Anyway, I found a great article that I wanted to post on here that really encompasses the link between the ancient and the spiritual knowledge, and the benefits of being immersed in the classics.
From Memoria Press:
Why Read Homer's Iliad? written by Cheryl Lowe
http://www.memoriapress.com/articles/why-read-homers-iliad (emphasis and notes mine)
"The heart of a classical education is the cumulative study of Latin and the classical civilizations of Greece and Rome. In the Western tradition, education has always been synonymous with classical education. It began with the Greeks and Romans, was preserved and expanded by Christians during the Middle Ages and Renaissance, and continued unabated until well into the twentieth century.
"I have said many times that Latin is not dead: it is immortal. Latin is truly the most influential language in human history. It has been immortalized in modern romance languages, in modern scientific languages,
and in its own great literature.
"The most difficult part of classical education for parents to understand is not Latin, but rather our classical studies curriculum. Why study the Greeks and Romans? They are all dead, their civilization is dead and gone, they were pagans, and they weren't even Christians. What do they have to say to us?
"Just as Latin is not dead, it is also true that Greece and Rome are not dead. They, too, are immortal in their architecture, art, law, government, languages, mythology, literature, and philosophy. The cultures of Greece and Rome live around and through us every day.
"Students who study Latin soon see that Latin is everywhere and that they have been speaking and reading Latin all of their lives. Likewise, students who study Greece and Rome soon see that those cultures are everywhere, and they have been living as Greeks and Romans all of their lives.

§ Complete the following:
1. In the post on classical education, change "article" to "essay" and give the passage starting with "Anyway, I found" and going on through "in the classics.".
2. Write what comes next in the post on classical education, starting after its final sentence.

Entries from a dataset
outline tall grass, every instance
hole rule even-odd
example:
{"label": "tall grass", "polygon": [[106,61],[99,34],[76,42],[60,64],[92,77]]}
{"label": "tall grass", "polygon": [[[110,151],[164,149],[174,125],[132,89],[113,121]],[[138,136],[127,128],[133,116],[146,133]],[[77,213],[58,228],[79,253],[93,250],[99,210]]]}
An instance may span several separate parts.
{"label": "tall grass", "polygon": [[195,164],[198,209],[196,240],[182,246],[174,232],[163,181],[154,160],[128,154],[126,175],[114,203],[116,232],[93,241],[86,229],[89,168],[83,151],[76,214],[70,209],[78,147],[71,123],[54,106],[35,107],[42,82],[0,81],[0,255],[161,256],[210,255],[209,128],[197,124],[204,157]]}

§ Results of the exercise:
1.
Anyway, I found a great essay that I wanted to post on here that really encompasses the link between the ancient and the spiritual knowledge, and the benefits of being immersed in the classics.

2.
"The story of Greek and Roman literature begins with the story of Troy. Our students at Highlands Latin School read the
Iliad and the
Odyssey in the seventh Grade, and at first, the warrior culture of these early Greeks seems very alien. They were not sensitive and sentimental like us. They were not politically correct
at all. Achilles was certainly not a nice Christian gentleman like Robert E. Lee. We don't know many real facts about the Trojan War, and all those silly gods fighting and taking sides—ridiculous! Why don't we read something useful, like a book on the Civil War?
"But the
Iliad, we discover, is a book about the Civil War. It is a book about all wars, about the people and characters that you find in every war—actually, in every town!—the wise, the foolish, the clever, the noble, the base, the ambitious, the women, the old, and the young. It is about their pettiness, their heroism, their adventures, their sacrifices, and their sufferings. The
Iliad is mostly about people, not war, and it gives us unforgettable and universal character types.
"There is no passage in all of literature more moving than when Priam comes to beg for the body of Hector and kisses the bloody hands of Achilles, who has slaughtered so many of his sons. The two enemies, one old and one young, sit down and weep together over what they both have lost.
"Hector is the real hero of the
Iliad, and he dies at the hands of Achilles, who desecrates his body and drags it around the walls of Troy, Venus then restores his body to perfection before it is returned to Priam. And the
Iliad ends, “Thus was the funeral of Hector, tamer of horses." The
Iliad is a strange poem when you think about it. It is not at all what we expect from a story about a great war hero. Hector, in fact, is just the opposite of the John Wayne, Clint Eastwood, make-my-day kind of hero that we so admire. I'm sure the Greeks were just like us and would have much preferred a poem that showed that they were number one, that they were right, and deserved to win over the effeminate Trojans. But that is not what Homer gave them—or us.
Hector, in some sense, prefigures Christ, for he was not at all the Greek ideal of a hero, godlike in beauty and strength. Rather, he was a hero that was defiled and humiliated.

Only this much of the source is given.